═══ SUPPLIED DATA ═══
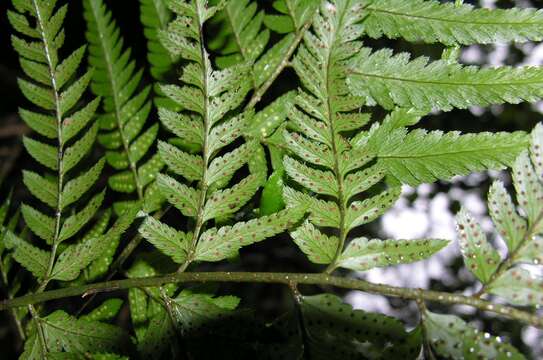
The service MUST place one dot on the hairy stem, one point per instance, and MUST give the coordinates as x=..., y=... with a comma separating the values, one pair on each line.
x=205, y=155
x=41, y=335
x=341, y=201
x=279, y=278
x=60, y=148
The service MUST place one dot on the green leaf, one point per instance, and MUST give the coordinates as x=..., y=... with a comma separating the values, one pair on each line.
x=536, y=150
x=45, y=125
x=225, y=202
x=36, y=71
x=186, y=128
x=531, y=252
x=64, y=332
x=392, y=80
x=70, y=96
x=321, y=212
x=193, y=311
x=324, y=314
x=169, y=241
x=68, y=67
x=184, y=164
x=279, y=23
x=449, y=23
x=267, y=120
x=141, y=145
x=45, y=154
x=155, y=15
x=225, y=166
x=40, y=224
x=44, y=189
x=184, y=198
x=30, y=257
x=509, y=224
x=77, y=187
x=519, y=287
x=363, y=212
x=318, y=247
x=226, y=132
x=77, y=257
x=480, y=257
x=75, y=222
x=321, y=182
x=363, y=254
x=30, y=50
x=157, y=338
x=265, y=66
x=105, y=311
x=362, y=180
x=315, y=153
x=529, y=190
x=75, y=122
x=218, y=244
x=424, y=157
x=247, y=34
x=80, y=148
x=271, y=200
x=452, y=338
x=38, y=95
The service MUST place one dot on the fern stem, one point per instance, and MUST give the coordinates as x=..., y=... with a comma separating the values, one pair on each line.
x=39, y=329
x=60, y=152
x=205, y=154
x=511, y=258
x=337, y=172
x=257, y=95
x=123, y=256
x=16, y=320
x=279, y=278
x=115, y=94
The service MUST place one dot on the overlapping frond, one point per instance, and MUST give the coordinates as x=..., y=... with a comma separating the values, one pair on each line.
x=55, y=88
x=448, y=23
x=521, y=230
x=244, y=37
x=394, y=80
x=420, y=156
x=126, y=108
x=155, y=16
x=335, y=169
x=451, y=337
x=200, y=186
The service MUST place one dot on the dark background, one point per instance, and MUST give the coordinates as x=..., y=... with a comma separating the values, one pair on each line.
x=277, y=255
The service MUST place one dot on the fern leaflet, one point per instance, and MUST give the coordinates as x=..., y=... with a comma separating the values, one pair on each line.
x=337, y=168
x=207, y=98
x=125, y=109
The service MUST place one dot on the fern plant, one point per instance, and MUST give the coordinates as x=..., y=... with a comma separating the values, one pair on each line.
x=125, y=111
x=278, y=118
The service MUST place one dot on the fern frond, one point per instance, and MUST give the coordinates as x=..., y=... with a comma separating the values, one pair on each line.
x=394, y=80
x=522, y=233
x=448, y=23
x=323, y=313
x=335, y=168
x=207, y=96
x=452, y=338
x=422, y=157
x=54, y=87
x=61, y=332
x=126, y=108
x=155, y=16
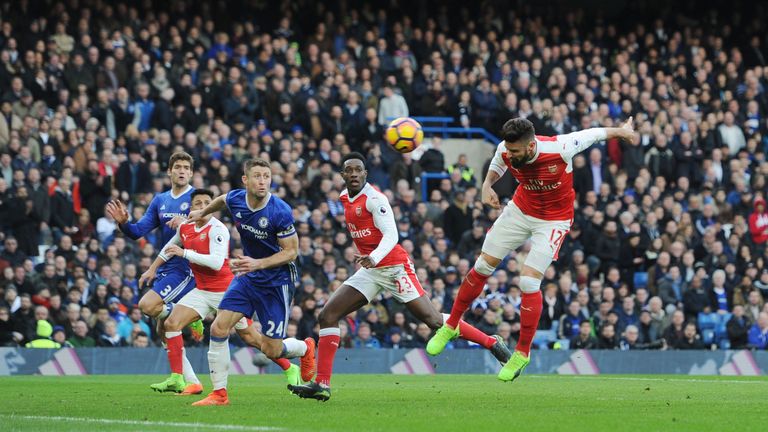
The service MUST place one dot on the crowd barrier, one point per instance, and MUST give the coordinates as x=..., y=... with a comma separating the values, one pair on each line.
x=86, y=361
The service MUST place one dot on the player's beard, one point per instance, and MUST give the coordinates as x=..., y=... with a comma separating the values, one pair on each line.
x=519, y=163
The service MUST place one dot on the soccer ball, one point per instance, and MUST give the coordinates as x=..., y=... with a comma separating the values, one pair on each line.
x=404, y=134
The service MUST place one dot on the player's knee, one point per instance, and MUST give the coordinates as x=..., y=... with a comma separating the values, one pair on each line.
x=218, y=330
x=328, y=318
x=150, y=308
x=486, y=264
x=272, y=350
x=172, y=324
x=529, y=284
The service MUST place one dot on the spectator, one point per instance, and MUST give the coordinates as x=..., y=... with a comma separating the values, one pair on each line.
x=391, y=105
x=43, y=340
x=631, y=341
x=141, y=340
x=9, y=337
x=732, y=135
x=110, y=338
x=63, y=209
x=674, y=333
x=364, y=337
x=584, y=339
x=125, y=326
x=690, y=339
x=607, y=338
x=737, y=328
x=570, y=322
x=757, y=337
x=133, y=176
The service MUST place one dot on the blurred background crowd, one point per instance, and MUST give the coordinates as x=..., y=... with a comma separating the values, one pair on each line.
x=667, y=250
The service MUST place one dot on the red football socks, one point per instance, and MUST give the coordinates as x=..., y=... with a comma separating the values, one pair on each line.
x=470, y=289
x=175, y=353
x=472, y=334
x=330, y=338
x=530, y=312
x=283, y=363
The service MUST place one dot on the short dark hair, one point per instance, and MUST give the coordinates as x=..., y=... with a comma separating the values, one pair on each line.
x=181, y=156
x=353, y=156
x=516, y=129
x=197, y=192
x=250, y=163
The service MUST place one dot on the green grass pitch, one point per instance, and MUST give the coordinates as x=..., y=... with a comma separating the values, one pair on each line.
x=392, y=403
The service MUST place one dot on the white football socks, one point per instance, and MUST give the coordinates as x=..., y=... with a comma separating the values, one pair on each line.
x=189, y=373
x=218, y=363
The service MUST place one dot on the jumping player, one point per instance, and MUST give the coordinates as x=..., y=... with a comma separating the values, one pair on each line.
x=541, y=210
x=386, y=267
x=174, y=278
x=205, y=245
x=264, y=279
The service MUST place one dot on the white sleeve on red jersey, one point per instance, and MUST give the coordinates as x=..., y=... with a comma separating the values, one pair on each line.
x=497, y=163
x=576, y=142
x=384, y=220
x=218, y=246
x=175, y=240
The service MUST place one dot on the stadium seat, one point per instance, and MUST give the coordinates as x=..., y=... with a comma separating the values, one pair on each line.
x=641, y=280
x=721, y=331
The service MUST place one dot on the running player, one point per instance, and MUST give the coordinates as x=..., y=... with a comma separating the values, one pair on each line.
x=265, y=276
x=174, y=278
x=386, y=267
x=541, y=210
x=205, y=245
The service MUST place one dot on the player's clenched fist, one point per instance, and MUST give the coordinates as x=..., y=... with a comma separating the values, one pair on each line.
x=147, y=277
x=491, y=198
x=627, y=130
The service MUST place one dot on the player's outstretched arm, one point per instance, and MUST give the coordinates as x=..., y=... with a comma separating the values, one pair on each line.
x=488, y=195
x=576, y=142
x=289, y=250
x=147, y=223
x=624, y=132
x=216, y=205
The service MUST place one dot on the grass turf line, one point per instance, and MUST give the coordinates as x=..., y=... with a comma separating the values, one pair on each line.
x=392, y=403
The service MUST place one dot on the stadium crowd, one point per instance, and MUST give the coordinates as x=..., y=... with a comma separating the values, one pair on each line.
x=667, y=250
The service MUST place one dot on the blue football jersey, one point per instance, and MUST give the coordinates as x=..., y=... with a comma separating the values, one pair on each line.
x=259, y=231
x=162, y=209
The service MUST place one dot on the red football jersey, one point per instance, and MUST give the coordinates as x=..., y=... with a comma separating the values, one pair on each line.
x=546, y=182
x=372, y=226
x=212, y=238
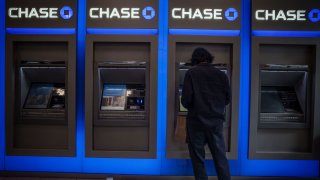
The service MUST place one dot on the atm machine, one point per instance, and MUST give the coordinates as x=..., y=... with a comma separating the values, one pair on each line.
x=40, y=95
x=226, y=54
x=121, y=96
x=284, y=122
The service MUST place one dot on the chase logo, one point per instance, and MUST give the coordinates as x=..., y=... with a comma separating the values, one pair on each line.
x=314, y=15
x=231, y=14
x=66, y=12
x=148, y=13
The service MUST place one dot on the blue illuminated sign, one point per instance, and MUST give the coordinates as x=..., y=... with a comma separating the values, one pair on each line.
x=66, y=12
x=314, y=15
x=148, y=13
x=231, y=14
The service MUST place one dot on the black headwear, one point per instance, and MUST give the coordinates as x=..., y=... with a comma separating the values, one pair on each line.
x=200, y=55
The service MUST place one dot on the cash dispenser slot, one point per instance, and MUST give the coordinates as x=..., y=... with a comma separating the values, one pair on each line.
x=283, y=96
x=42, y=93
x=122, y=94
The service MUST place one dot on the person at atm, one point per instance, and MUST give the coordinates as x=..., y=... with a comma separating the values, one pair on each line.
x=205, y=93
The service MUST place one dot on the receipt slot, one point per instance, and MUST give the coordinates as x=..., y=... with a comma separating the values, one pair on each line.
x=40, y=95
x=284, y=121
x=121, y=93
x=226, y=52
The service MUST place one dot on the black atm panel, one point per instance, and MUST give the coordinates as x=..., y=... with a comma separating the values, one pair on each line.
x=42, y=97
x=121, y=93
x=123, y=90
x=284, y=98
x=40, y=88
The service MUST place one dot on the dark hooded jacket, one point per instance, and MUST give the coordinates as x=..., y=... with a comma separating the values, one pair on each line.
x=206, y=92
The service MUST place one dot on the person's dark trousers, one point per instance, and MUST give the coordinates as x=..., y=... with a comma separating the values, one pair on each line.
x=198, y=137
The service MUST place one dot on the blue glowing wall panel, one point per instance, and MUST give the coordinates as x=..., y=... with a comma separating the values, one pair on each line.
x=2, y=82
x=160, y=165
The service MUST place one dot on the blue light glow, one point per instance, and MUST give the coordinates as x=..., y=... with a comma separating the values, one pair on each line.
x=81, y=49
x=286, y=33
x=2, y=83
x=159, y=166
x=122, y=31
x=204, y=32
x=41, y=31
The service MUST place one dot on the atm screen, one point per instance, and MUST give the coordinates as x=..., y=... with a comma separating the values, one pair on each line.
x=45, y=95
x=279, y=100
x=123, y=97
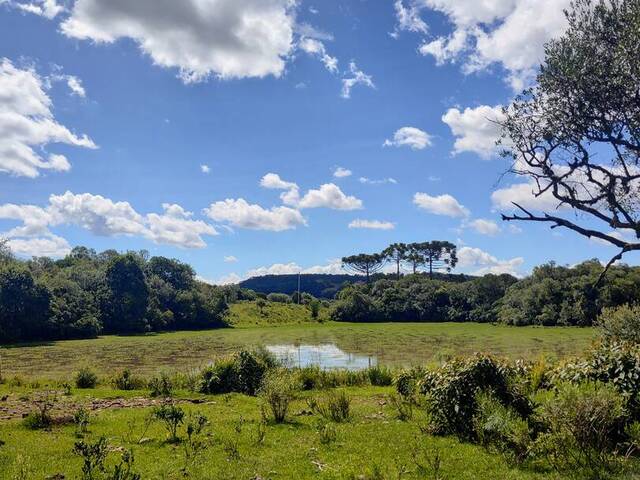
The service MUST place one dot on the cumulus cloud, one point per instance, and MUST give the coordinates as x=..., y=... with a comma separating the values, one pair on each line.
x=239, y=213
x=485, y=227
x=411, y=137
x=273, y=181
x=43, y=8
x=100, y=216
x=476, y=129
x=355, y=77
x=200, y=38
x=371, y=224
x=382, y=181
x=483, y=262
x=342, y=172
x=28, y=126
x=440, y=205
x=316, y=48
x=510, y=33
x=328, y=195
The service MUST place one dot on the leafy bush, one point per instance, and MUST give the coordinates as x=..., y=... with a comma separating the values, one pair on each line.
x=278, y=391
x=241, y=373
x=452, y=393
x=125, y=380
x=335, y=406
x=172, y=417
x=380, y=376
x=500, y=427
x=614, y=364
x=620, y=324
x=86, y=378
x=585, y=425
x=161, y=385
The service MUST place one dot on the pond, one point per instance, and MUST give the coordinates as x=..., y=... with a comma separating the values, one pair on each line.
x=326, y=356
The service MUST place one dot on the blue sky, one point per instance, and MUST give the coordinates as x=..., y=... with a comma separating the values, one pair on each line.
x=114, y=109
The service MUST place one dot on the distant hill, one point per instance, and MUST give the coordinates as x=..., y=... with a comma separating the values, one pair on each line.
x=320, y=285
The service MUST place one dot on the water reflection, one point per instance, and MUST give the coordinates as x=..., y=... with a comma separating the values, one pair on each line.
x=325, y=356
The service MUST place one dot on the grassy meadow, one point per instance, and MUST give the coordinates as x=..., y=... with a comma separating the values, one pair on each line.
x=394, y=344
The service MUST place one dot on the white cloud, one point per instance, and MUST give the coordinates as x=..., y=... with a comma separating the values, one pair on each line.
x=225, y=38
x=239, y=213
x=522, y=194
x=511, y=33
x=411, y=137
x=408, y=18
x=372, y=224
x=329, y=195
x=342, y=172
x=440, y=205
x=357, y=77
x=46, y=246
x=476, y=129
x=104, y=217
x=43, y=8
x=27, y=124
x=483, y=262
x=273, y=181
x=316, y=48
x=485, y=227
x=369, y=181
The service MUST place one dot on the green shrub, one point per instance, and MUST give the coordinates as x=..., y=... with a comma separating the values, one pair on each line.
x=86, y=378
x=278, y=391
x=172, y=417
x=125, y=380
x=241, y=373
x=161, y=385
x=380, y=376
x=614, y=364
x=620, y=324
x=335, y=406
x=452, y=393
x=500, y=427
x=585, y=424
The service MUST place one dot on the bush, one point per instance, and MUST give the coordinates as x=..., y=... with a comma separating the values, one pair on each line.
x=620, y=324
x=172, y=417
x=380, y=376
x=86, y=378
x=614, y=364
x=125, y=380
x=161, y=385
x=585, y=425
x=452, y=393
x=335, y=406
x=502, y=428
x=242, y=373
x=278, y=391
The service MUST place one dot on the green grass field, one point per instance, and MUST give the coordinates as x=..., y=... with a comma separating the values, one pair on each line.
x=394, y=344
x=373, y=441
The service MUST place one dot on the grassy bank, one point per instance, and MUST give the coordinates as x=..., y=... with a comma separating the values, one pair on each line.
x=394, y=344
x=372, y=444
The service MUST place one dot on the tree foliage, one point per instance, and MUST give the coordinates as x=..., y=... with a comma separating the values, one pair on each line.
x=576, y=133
═══
#### EXERCISE
In the data above, find the line containing "grass field, one", then copy it and every later line exactly.

#### RESULT
The service MUST place one dot on the green grass field, one point per instance, and MUST give the coordinates as x=..., y=... with a comma separating the values, one pair on each line.
x=394, y=344
x=373, y=441
The service MUST place one dot on the grassy bank, one point per instance, and MUST give the coordinates as x=..., y=... with a comma separating the values, one pair on each line.
x=394, y=344
x=372, y=444
The service MUST place one dot on the tree foliage, one point per instance, and MUST give the coordinates as x=..., y=... with a comma separating the values, one pair on each line.
x=576, y=133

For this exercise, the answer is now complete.